Assigned task >> Set each line of the records down again exactly, please.

[Stored data entries]
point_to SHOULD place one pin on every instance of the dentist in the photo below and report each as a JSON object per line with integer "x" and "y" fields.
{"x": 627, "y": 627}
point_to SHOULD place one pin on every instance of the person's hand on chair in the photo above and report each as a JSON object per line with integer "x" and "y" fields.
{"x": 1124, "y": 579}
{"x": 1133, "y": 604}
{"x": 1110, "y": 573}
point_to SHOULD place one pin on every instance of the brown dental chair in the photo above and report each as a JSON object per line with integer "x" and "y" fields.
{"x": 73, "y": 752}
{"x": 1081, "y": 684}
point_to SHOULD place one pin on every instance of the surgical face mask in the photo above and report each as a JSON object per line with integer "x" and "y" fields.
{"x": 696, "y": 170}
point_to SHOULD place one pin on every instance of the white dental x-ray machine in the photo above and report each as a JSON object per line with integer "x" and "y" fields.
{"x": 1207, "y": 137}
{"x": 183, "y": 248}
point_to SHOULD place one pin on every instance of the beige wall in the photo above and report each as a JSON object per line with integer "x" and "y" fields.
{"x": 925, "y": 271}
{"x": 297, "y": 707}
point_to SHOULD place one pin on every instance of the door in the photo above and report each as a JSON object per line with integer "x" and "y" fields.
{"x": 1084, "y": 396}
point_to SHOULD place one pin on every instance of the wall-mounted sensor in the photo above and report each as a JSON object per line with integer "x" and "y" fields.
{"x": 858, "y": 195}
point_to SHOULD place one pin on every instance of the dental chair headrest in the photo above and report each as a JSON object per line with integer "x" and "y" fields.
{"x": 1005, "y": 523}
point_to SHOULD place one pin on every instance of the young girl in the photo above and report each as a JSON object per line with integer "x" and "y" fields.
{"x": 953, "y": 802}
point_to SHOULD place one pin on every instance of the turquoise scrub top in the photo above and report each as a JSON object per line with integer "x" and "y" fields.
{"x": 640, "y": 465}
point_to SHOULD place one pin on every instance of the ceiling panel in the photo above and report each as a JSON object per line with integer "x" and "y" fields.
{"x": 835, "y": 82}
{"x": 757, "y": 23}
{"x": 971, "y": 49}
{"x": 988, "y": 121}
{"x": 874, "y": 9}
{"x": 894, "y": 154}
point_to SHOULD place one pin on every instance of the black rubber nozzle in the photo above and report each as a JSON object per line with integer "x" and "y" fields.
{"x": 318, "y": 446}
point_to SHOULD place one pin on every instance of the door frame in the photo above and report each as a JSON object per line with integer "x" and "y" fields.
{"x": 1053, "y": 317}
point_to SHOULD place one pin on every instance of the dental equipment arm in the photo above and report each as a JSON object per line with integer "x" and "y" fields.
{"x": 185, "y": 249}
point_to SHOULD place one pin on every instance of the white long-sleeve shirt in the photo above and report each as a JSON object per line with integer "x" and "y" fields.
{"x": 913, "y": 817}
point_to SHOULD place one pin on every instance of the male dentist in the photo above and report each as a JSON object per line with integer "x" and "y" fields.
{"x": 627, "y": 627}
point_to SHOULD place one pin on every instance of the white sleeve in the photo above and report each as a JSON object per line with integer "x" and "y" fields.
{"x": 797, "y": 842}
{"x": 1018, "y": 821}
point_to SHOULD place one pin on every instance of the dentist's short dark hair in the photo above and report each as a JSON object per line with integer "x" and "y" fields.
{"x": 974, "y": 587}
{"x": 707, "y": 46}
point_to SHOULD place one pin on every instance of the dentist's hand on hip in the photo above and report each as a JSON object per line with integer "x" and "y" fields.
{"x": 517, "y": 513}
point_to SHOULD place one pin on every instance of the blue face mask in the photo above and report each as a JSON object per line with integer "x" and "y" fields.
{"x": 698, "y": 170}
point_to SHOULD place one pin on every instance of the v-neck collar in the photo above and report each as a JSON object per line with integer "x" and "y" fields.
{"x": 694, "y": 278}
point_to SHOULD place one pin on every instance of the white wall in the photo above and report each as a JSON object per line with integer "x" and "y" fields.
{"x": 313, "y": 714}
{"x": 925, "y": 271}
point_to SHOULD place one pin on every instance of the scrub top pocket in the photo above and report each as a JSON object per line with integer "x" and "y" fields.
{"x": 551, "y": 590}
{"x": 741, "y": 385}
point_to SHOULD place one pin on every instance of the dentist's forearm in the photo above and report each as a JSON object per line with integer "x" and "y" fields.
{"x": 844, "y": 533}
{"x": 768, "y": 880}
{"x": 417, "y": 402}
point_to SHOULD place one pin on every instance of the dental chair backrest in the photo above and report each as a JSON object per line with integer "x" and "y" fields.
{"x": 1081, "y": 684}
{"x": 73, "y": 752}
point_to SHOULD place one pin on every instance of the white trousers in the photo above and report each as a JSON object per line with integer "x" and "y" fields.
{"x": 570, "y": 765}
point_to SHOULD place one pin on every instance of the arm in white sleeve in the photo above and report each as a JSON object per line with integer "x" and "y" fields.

Solution to the problem >>
point_to SHOULD place one pin on every instance of the dentist in the photo below and report each as a JSON object per line with integer "x" and "y" fields.
{"x": 627, "y": 627}
point_to SHOULD place one pin on every instance of the person's hand on chair in the photo above and report each as a JSON object per line with integer "x" and "y" fields.
{"x": 1124, "y": 579}
{"x": 1133, "y": 604}
{"x": 1110, "y": 573}
point_to SHOULD place one pin on every instance of the brown dental chair in the photo above and report each as a JSON object per line with integer "x" and "y" fields.
{"x": 73, "y": 752}
{"x": 1081, "y": 684}
point_to SHOULD place one pin on every instance of the surgical face mask in the photo above and report each as a JSON object per line with integer "x" and "y" fields.
{"x": 696, "y": 170}
point_to SHOULD place one pin on every instance of the white dental x-ray machine in the photo above and report each as a JSON object per line with integer "x" and "y" fields.
{"x": 1207, "y": 137}
{"x": 183, "y": 248}
point_to SHOULD place one pin on every instance of the beige wall in the photo above and report each as a JSON object per line with integer "x" and "y" fields.
{"x": 925, "y": 271}
{"x": 297, "y": 707}
point_to SHOULD place one pin on every instance of the door in the photo above and report each as a JSON object per line with integer "x" and "y" fields.
{"x": 1084, "y": 396}
point_to SHOULD place one pin on every instance of the wall-mounted sensor in the photo above and report each as a JSON object per line with integer "x" and "y" fields.
{"x": 858, "y": 195}
point_to SHOULD place one pin on every instance of the dental chair headrest in the photo above and report each as a JSON object per line with integer "x" and "y" fields.
{"x": 1005, "y": 523}
point_to SHOULD place one pin on every instance of the young girl in the photo above and report each as a JSON object per line with integer "x" and "y" fields.
{"x": 953, "y": 802}
point_to SHOULD place one pin on every instance of the turquoise scrub top in the photo above and report each as a JSON object per line with integer "x" and "y" fields.
{"x": 640, "y": 465}
point_to SHOULD place one pin on every instance of the ceiling panel in the photo above and report each as a JSON object per line with integer "x" and "y" fields.
{"x": 835, "y": 82}
{"x": 757, "y": 23}
{"x": 971, "y": 49}
{"x": 988, "y": 121}
{"x": 874, "y": 9}
{"x": 894, "y": 154}
point_to SHOULD place one pin on every instance of the black rubber nozzle in the photo above and report each as a JSON object per line with integer "x" and "y" fields.
{"x": 318, "y": 446}
point_to SHOULD place one pin on every instance of the door frame in the photo above and report each as a JSON object per line with integer "x" and "y" fields.
{"x": 1053, "y": 317}
point_to SHOULD place one pin on every instance of the dental equipment arm in the photo above and report each as a JSON object per line with integer "x" and "y" fields.
{"x": 185, "y": 249}
point_to SHOULD place one pin on every instance of the white long-sleeve shirt in the photo above and report each as a JSON object per line with integer "x" and "y" fields.
{"x": 913, "y": 817}
point_to SHOULD place one pin on every instance of the male dentist in the photo above and report each as a JSON object per line with integer "x" and "y" fields.
{"x": 627, "y": 627}
point_to SHOULD place one pin on every instance of the white sleeve in the photo above and report each as a JSON object per line with integer "x" and "y" fields.
{"x": 797, "y": 842}
{"x": 1018, "y": 821}
point_to SHOULD place one pin on every instance of the dentist's short dark hair in the photo above and report each as a JSON object per line with integer "x" and "y" fields.
{"x": 974, "y": 587}
{"x": 707, "y": 46}
point_to SHOULD place one pin on every instance of the dentist's hand on hip in the photo above and report each as a JSON object per line with integer "x" and "y" fields.
{"x": 517, "y": 513}
point_to SHOULD place one pin on every instance of the blue face mask in the photo above and report each as a JSON object per line with integer "x" and "y" fields.
{"x": 698, "y": 170}
point_to SHOULD place one pin on every instance of the v-neck collar in the photo above and report each as a JSON object per line with integer "x" and "y" fields.
{"x": 694, "y": 278}
point_to SHOULD place one pin on every instance of the white wall in the photo above and report each as a JSON object per line with integer "x" and "y" fields.
{"x": 313, "y": 714}
{"x": 925, "y": 271}
point_to SHOULD place one pin on every instance of the scrub top pocket in the photo above and report each as a JSON object per line with integer "x" and "y" fields.
{"x": 551, "y": 590}
{"x": 741, "y": 385}
point_to SHOULD place one pin on every instance of the dentist's forearm in the photo above and report each as a JSON object per line with integer "x" and "y" fields.
{"x": 844, "y": 533}
{"x": 768, "y": 880}
{"x": 417, "y": 402}
point_to SHOULD place one pin on every instance of the dental chair backrest in the photo above and report each as a JSON object per line with integer "x" and "y" fields.
{"x": 1081, "y": 684}
{"x": 73, "y": 752}
point_to SHOULD place one pin on every instance of the white trousers in the photo above and report each as a JSON object per line with integer "x" and "y" fields.
{"x": 570, "y": 765}
point_to SHOULD place one pin on every instance of the arm in white sleeve in the photo above and report each as a JSON object per line with integer "x" and "y" fields.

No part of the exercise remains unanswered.